§ **EXERCISE INSTRUCTIONS**
The data must be written out once more, precisely as given.
═══ DATA EXTRACTS ═══
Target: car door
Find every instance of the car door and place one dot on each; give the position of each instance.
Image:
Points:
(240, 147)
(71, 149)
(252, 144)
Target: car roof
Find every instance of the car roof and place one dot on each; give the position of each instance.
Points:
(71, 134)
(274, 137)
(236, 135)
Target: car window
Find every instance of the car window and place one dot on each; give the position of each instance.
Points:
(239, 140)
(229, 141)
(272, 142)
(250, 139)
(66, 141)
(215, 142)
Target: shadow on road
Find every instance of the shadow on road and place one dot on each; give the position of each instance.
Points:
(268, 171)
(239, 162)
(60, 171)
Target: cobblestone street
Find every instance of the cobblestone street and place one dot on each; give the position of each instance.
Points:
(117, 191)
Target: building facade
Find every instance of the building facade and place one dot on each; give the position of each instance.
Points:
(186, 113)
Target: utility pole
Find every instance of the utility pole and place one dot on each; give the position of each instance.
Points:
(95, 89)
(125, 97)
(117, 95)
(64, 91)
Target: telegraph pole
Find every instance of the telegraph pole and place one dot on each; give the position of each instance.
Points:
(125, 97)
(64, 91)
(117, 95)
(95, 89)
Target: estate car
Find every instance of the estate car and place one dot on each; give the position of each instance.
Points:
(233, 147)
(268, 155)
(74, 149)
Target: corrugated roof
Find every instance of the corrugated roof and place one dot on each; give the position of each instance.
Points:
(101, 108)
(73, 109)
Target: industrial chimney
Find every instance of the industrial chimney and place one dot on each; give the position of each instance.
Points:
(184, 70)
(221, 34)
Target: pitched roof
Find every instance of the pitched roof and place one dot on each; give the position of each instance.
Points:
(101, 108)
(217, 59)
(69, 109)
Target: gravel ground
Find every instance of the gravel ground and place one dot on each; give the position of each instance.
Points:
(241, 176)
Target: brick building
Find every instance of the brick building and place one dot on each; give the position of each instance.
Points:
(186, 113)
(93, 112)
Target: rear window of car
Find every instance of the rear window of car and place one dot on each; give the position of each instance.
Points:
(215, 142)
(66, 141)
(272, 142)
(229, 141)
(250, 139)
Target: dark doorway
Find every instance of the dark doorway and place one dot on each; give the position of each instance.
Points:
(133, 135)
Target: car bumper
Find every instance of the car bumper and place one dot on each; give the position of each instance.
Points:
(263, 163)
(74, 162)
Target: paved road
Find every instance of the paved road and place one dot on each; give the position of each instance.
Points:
═══
§ **ANSWER BOX**
Target: car door
Find every instance of the car door and place one dot on each; give the position of each instance.
Image:
Points:
(240, 147)
(71, 149)
(252, 144)
Target: car roof
Find every instance of the car roof and place one dot on each; give the position of each instance.
Points:
(71, 134)
(274, 137)
(236, 135)
Target: car window
Find every instance of the car window and place one dot on each; give the position of each instance.
Points:
(239, 140)
(229, 141)
(272, 142)
(250, 139)
(66, 141)
(215, 142)
Target: shadow on road
Find every instance of the shadow on road and place one dot on each; give the position of each instance.
Points:
(268, 171)
(239, 162)
(60, 171)
Target: cobblestone street
Find every instance of the cobblestone street and place one dot on each; give the position of each instance.
Points:
(117, 191)
Target: building facade
Find every instance of the building facade and place one dot on each; give the position of each instance.
Points:
(186, 113)
Target: utility pole
Find every instance of the utility pole and place one dot on each; give the position of each instance.
Points:
(95, 89)
(125, 97)
(117, 95)
(64, 91)
Target: telegraph pole
Find every instance of the telegraph pole and place one dot on each; give the position of each instance.
Points:
(125, 97)
(64, 91)
(117, 95)
(95, 89)
Target: estate car
Find every instance of the estate car and place one dot on each; give the position of each instance.
Points:
(233, 147)
(268, 155)
(74, 149)
Target: corrugated roof
Find every instance of the corrugated roof and place one dot on each; give the position of each instance.
Points:
(101, 108)
(73, 109)
Target: industrial chimney
Find every instance of the industrial chimney and place one dot on each; give the position of each instance.
Points:
(184, 70)
(221, 34)
Target: pitched roof
Find every instance of the pitched roof and place one dot on each; give the position of each instance.
Points:
(101, 108)
(217, 59)
(69, 109)
Target: gravel ground
Find every instance of the gravel ground and place one dot on each; give the position of each instance.
Points:
(241, 176)
Target: brick building
Find every instance of the brick building and place one dot on each; give the position of each instance.
Points:
(186, 113)
(93, 112)
Target: rear window of car
Find every instance of the rear window of car and place one dot on each; give the position of each instance.
Points:
(215, 142)
(66, 141)
(272, 142)
(229, 141)
(250, 139)
Target: dark doorway
Find every instance of the dark doorway and place one dot on each; give the position of each instance.
Points:
(133, 135)
Target: car bumper
Find every instance of the car bumper and place one dot on each; give the position of each instance.
Points:
(263, 163)
(74, 162)
Target: paved road
Find every instance of the paved road and place one dot on each; give the position of each instance.
Points:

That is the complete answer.